[Location labeling records]
Begin

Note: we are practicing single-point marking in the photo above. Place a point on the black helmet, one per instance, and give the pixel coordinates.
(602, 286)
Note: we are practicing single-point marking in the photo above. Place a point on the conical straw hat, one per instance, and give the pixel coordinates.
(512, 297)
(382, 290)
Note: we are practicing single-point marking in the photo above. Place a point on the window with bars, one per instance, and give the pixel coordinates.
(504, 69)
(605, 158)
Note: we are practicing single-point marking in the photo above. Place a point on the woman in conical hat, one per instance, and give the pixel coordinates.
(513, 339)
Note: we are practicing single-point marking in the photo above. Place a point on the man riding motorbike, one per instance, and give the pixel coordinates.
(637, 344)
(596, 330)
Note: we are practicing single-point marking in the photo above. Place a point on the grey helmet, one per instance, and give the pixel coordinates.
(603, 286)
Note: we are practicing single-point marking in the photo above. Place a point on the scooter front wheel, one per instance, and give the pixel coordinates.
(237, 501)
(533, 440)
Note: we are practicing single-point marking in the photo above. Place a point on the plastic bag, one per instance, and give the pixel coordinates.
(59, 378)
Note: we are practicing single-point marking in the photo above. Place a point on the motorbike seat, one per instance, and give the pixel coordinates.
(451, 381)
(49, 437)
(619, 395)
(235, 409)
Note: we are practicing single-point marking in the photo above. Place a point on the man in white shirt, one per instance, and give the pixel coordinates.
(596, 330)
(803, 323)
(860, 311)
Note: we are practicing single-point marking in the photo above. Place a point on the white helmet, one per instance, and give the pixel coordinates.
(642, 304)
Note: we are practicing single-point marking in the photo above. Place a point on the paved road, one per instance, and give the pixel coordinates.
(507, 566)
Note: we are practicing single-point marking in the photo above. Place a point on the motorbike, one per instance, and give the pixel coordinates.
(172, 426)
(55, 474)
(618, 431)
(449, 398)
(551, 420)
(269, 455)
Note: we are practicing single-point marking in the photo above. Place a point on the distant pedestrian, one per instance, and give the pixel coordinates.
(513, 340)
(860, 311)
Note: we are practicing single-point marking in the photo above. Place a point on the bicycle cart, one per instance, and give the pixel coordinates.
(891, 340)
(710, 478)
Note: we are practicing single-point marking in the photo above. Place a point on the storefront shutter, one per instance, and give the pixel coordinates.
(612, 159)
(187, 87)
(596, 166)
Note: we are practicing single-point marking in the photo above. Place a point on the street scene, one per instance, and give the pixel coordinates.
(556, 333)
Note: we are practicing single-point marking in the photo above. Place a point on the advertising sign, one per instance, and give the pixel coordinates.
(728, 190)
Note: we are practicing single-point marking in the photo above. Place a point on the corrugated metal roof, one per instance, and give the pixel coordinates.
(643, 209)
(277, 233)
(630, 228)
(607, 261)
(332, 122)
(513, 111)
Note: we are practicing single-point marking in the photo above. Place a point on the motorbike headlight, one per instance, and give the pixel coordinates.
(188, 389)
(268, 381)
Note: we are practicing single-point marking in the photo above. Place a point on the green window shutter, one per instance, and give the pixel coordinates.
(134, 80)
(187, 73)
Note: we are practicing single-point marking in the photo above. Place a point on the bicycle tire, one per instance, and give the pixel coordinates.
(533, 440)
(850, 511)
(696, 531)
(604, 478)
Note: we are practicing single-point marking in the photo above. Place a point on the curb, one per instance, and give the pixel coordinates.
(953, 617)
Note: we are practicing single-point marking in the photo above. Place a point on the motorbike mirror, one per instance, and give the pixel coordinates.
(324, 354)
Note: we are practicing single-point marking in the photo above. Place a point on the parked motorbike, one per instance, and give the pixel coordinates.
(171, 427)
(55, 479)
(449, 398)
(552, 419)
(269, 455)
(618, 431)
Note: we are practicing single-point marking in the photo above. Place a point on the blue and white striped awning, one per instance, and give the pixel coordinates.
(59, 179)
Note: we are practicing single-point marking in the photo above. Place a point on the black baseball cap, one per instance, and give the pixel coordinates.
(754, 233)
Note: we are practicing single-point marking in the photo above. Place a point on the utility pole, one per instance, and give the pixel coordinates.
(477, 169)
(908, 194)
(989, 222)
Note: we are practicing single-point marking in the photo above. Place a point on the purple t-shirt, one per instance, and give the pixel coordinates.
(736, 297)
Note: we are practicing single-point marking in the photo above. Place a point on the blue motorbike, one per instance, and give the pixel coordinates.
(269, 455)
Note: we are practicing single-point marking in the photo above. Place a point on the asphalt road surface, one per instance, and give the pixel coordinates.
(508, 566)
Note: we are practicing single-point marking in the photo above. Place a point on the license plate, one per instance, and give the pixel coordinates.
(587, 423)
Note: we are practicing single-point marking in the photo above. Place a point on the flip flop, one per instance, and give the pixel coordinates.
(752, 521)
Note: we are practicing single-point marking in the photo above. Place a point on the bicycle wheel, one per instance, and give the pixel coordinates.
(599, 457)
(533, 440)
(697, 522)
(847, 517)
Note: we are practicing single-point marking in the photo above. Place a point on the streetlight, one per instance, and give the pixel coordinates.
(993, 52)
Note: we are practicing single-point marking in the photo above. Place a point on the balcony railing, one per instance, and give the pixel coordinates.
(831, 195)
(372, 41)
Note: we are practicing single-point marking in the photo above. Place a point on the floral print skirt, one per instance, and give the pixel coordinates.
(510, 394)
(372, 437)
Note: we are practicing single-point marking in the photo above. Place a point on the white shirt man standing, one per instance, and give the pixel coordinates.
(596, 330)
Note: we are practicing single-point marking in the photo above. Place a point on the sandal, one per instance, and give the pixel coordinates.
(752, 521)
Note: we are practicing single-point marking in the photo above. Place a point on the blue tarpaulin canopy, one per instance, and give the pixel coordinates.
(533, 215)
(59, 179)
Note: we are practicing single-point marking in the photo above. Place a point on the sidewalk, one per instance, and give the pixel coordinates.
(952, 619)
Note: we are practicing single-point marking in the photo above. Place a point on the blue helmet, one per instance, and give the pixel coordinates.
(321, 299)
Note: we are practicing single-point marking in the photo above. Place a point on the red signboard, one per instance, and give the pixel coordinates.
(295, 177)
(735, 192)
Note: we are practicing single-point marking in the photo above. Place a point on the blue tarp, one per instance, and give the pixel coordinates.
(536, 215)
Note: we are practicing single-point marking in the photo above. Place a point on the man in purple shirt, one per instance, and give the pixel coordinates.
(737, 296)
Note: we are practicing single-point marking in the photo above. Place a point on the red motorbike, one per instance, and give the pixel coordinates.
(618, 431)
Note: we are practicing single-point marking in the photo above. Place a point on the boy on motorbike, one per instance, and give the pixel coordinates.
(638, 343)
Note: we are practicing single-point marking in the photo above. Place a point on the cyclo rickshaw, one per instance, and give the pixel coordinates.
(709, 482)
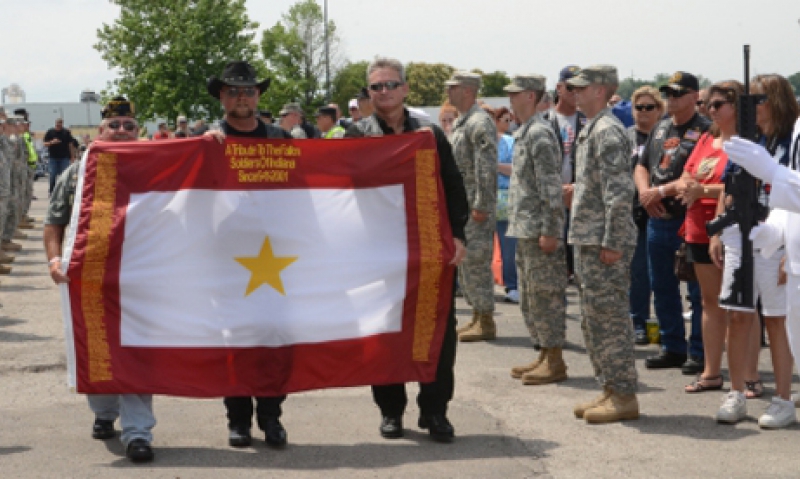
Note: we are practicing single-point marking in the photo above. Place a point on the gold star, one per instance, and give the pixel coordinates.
(266, 268)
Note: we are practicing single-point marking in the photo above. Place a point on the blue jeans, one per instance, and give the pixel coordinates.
(134, 410)
(508, 251)
(662, 243)
(56, 167)
(639, 292)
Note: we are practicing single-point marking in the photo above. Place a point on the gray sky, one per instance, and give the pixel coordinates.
(54, 59)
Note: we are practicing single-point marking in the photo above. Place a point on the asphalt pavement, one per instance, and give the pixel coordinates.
(503, 429)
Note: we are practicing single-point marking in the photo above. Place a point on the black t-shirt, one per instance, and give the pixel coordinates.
(263, 130)
(60, 150)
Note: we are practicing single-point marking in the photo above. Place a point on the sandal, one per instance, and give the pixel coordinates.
(701, 384)
(753, 389)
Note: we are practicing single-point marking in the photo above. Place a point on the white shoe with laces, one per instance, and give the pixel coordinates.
(778, 415)
(733, 409)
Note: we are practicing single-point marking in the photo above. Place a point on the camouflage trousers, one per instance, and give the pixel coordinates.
(475, 272)
(542, 281)
(607, 329)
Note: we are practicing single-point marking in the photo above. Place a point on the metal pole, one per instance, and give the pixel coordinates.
(327, 58)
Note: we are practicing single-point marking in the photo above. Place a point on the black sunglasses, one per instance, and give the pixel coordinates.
(235, 91)
(716, 105)
(389, 85)
(126, 125)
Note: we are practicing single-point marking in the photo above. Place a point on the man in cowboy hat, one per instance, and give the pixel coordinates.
(238, 91)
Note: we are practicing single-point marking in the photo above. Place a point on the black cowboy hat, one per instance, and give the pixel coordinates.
(238, 73)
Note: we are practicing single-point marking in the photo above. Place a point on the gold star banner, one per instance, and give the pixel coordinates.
(266, 268)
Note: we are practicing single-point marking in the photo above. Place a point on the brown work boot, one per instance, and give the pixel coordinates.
(583, 407)
(6, 258)
(552, 369)
(616, 407)
(484, 329)
(10, 246)
(519, 371)
(470, 324)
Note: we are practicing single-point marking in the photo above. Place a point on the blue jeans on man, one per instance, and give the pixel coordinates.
(56, 167)
(662, 243)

End

» Exercise objective
Reproduce exactly the lines from the one containing "on the metal" through the last line of the records above, including both, and nothing else.

» Answer to this exercise
Note: we are practicing single-point marking in the photo above. Place a point on the metal pole, one per instance, and give the pixel coordinates.
(327, 58)
Note: we are practicing single-point marking in the photo above. Place a point on the black sunglasses, one per instance, and give the pixel coordinates.
(235, 91)
(716, 105)
(389, 85)
(126, 125)
Note: we are practicing single-point marking in the photo above. Place a point on the man in cowboy hat, one per instance, and give the pixel coordinates.
(238, 91)
Note: we are practicing single-point marking in the photo above. Place a point on the black cowboy hat, one per instance, and give the pixel coordinates.
(238, 73)
Note: we are practicing single-point marking in the photo above. Place a point on the gold star banner, one per instance, and give the pixel coordinates.
(266, 268)
Note: we are practicing single-point marking in the photo above. Place a point on the brown work boot, one per instance, and give the pixel coordinates.
(583, 407)
(6, 258)
(552, 369)
(616, 407)
(484, 329)
(10, 246)
(519, 371)
(470, 324)
Note: we are practicing single-point marking in the photo above. Place a point on the blue jeans on man, one per instance, and give the pixel coordinates.
(56, 167)
(662, 243)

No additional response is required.